■ **TAREFA**: Resuma em duas frases o trecho sobre a correção da tabela do IRPF.

■ **TRECHO DA PÁGINA**:
☆ ☆ ☆ ☆ ☆

A Lei de Responsabilidade Fiscal não exige medidas específicas de compensação à atualização da tabela do IRPF exatamente porque a arrecadação do governo também tende a subir com a inflação, neutralizando o impacto fiscal da correção das faixas. No projeto atual, aliás, o ajuste devolve ao contribuinte menos do que a sua perda por conta dos mais de 30% de inflação do IPCA acumulados desde 2015.
Apenas a primeira faixa de renda da tabela do IRPF subiu perto da inflação, enquanto as faixas mais altas foram ajustadas em apenas 13%. Assim, quem ganha 3 salários mínimos continuará pagando mais imposto em termos reais do que em 2015.
A carga tributária sobre muitos trabalhadores também subirá em relação a 2015 porque o teto do desconto padrão de 20% aplicável à renda tributável encolheu em 37%. Ele passou de R$ 16.154,34 para R$ 10.563,60, também afetando quem recebe mais de 3 salários mínimos. Por exemplo: um assalariado que recebe 6 salários mínimos irá pagar R﹩1.600,00 (1.5 salários mínimos) a mais de imposto por ano, além de não ter sido beneficiado pela atualização das faixas do imposto.
As perdas com a correção da tabela do IRPF e redução do desconto padrão valem principalmente para quem tem renda do trabalho, como salário de carteira assinada ou aposentadoria do INSS, em contraste com quem opera como “empresário”, inclusive terceirizado. Por exemplo: quem recebe um salário de R$ 10 mil por mês ou o teto da aposentadoria do INSS pagará R$ 1,5 mil a mais de imposto por ano. Porém, nada muda para o sócio de uma empresa do Simples, e o sócio principal de uma empresa de serviços profissionais com faturamento de R$ 3 milhões sob lucro presumido poderá receber um bônus de R$ 65 mil com o texto atual da Câmara.

☆ ☆ ☆ ☆ ☆

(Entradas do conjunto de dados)

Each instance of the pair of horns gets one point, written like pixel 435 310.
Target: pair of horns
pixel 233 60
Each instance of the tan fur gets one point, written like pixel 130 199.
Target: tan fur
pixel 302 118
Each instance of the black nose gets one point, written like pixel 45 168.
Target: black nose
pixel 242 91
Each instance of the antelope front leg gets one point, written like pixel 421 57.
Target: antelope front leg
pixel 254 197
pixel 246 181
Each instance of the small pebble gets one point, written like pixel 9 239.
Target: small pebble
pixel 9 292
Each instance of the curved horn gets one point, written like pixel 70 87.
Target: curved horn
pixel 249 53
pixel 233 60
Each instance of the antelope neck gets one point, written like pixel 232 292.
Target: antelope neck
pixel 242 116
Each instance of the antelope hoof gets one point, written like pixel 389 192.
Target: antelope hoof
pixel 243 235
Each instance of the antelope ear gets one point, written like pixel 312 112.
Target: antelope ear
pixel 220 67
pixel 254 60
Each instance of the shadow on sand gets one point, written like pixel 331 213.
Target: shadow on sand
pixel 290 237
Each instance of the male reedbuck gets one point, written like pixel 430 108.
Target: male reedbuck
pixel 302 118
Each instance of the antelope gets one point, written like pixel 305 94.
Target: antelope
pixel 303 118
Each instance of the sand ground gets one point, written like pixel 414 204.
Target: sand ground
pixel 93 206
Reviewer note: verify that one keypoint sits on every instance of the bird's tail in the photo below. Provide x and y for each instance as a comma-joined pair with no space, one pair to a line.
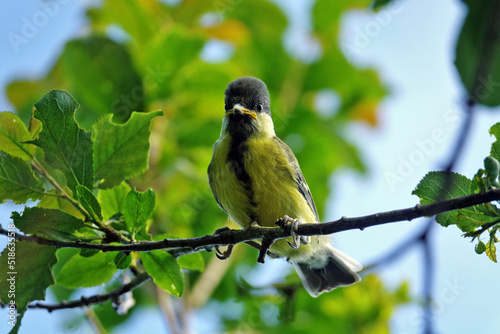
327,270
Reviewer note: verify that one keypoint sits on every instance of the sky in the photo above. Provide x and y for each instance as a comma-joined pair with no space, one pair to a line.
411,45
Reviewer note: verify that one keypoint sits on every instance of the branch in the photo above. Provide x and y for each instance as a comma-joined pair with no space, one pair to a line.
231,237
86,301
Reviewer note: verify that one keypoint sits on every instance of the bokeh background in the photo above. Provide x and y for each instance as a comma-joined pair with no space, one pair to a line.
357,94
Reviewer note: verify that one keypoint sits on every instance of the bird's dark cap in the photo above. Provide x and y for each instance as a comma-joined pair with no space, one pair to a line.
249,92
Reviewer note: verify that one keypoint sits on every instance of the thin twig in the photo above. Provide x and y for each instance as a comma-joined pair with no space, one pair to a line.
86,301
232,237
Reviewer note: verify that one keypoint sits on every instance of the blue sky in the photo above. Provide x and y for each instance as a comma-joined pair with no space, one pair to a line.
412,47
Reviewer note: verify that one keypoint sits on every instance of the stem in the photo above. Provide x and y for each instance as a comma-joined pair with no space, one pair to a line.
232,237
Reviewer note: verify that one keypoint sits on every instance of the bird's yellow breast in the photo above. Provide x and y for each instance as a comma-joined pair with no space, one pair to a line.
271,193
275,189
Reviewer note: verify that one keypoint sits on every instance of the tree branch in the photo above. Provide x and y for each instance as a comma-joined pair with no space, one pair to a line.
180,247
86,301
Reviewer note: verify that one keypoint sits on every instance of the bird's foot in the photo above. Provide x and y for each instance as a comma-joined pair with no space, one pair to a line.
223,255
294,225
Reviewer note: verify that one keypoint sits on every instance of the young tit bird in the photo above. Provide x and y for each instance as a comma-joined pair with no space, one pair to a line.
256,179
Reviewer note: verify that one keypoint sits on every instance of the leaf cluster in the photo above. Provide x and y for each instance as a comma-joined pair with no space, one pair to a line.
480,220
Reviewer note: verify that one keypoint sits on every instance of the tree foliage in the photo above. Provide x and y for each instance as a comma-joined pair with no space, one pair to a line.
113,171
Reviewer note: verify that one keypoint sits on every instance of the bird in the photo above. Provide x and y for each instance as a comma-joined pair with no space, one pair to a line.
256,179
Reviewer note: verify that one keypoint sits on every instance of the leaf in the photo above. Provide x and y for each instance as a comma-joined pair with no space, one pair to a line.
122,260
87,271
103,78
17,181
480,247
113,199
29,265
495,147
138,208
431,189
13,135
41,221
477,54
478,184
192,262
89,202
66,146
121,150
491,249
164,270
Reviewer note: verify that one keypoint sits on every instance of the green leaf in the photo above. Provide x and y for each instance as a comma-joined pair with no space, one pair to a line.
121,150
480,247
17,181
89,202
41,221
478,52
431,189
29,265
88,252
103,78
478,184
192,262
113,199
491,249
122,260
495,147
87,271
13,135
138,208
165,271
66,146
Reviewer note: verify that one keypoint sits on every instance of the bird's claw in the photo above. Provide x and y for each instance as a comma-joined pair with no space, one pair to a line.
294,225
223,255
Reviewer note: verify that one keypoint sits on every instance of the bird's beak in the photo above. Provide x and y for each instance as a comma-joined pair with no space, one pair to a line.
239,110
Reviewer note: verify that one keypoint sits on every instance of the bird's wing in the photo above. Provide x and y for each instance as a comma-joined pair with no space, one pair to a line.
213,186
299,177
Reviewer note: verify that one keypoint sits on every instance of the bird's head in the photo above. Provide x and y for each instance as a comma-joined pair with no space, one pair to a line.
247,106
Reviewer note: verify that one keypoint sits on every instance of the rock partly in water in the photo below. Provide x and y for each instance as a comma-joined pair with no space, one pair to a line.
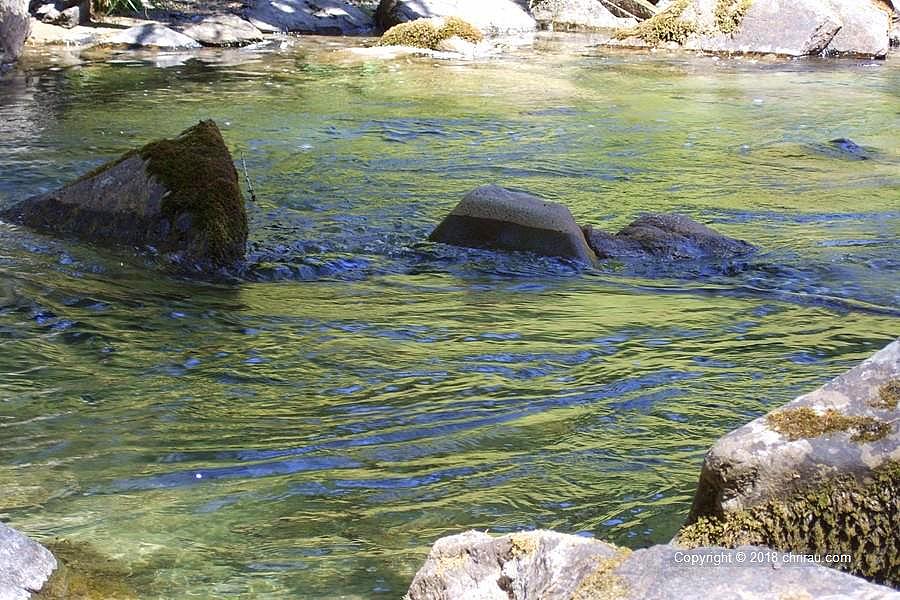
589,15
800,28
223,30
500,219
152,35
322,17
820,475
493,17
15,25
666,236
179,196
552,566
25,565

☆ ☆ ☆ ☆ ☆

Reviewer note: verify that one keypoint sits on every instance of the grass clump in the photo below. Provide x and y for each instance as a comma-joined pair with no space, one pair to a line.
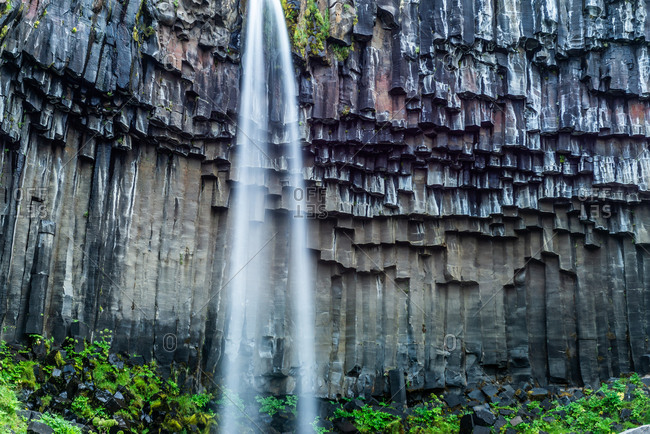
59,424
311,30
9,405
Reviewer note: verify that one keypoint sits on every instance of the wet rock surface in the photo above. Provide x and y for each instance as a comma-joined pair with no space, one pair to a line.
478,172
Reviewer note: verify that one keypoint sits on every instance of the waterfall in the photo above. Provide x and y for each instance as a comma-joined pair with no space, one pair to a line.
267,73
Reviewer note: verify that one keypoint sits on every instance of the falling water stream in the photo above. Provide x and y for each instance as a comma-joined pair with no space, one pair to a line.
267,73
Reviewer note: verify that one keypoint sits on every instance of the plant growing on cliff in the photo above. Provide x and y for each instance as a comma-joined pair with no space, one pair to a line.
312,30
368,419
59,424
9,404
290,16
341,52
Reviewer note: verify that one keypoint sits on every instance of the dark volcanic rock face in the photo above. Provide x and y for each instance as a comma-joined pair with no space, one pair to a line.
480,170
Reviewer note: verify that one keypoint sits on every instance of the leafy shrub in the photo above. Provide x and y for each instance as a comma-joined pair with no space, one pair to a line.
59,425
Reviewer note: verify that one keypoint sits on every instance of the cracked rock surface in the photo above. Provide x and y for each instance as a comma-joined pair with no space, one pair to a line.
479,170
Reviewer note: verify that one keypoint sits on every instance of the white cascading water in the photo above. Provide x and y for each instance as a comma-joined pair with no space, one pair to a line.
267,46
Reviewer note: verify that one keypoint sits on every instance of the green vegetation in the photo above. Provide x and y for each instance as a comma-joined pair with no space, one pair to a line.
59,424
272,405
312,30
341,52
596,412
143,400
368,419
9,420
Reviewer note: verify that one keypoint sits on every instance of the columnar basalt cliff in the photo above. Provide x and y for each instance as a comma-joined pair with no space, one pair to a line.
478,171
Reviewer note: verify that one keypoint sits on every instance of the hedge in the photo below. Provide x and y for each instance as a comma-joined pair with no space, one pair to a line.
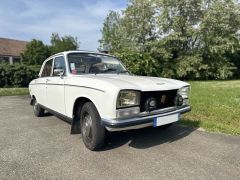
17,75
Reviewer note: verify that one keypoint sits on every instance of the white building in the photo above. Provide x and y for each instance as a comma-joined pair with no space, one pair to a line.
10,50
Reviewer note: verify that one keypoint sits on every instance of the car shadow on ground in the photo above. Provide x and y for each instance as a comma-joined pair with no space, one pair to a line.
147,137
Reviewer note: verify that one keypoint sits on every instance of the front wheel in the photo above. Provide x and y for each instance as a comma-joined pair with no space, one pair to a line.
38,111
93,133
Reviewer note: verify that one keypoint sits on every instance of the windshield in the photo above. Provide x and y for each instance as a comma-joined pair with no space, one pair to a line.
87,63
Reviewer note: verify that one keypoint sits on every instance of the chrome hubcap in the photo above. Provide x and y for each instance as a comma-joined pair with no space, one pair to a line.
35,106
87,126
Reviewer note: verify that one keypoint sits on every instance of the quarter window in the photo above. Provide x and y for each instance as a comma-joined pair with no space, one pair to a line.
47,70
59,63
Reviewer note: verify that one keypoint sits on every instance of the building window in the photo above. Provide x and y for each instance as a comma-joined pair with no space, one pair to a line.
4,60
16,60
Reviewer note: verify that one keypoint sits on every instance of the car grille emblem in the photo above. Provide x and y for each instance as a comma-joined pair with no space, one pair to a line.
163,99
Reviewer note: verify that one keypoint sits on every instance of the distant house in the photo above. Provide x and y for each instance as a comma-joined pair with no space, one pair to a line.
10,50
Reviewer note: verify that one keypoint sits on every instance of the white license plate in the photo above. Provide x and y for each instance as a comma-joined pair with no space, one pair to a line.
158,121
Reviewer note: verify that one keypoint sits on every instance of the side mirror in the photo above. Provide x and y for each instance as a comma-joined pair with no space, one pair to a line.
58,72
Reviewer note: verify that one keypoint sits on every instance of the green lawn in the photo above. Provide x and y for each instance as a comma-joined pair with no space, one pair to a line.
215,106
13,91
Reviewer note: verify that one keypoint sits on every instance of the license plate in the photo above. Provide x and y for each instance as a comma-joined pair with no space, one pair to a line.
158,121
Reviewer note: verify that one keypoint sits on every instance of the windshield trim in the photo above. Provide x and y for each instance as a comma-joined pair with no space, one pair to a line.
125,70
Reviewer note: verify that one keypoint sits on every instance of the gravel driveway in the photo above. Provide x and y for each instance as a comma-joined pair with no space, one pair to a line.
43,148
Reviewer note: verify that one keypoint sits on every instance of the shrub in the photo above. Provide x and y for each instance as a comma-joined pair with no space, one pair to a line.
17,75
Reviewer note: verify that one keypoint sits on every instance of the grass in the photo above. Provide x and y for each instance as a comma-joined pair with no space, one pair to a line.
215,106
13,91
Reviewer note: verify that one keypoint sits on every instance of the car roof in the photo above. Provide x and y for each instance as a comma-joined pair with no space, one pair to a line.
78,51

☆ ☆ ☆ ☆ ☆

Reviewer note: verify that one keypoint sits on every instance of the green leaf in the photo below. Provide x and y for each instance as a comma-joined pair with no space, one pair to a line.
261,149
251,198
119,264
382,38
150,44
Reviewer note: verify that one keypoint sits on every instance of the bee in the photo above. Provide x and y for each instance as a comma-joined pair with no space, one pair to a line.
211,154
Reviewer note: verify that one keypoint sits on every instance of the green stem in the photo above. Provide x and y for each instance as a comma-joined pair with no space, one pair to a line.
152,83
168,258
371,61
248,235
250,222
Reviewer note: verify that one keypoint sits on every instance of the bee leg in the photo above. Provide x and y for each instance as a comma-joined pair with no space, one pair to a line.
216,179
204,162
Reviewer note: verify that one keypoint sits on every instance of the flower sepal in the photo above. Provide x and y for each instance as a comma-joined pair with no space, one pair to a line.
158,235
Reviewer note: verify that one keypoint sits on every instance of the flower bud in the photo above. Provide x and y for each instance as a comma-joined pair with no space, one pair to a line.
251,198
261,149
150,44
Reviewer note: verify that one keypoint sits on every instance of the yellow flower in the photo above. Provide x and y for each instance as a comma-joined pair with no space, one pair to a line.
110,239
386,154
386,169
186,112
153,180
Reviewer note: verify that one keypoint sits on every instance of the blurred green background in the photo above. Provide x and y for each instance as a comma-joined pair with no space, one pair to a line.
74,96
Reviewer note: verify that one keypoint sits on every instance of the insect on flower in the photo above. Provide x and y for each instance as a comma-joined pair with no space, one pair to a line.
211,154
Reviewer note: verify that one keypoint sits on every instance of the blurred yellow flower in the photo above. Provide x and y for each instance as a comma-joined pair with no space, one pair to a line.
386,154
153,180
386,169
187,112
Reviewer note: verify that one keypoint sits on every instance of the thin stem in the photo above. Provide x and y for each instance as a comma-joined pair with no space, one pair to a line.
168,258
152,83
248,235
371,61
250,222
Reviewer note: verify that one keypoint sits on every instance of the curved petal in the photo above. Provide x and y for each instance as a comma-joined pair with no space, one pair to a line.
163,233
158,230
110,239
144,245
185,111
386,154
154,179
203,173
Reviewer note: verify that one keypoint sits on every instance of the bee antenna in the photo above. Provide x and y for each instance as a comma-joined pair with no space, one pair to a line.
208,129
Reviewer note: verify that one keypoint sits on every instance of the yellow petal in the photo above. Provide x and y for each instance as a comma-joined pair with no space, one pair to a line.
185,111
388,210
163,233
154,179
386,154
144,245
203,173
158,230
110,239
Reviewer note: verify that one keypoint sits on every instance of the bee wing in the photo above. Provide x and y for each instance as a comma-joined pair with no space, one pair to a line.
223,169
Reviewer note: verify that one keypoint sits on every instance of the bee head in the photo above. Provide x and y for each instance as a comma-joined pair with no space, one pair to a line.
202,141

☆ ☆ ☆ ☆ ☆

■ **RESPOSTA**: No projeto atual, o ajuste da tabela do IRPF devolve ao contribuinte menos do que a perda causada pela inflação do IPCA acumulada desde 2015. Apenas a primeira faixa subiu perto da inflação, as faixas mais altas foram ajustadas em apenas 13% e o teto do desconto padrão de 20% encolheu 37%, o que afeta sobretudo quem tem renda do trabalho, enquanto nada muda para o sócio de uma empresa do Simples.